* **The exercise**
Quote each of the records below word for word, leaving out the pictures.

* **Data records**
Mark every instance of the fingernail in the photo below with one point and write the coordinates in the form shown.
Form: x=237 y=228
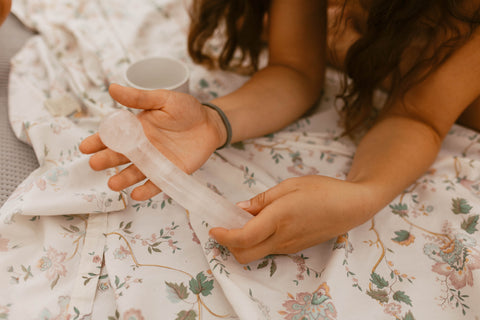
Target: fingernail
x=244 y=204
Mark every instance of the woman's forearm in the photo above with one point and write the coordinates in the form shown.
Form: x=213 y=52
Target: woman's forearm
x=270 y=100
x=391 y=156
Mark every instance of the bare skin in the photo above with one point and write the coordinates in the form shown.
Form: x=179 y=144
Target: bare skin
x=5 y=6
x=392 y=155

* **Exercise output**
Mark every instance of the fingernail in the photo below with one point and write the coordinates in the form shown.
Form: x=237 y=228
Target: fingernail
x=244 y=204
Mark every instance of the woman's forearm in the photo above with one point and write the coordinates in the form shown.
Form: x=213 y=52
Target: woman's forearm
x=270 y=100
x=391 y=156
Mark every instance of the bare skin in the photo above with one point and write the coordinates in the form shown.
Form: x=179 y=144
Target: bare skin
x=5 y=6
x=392 y=155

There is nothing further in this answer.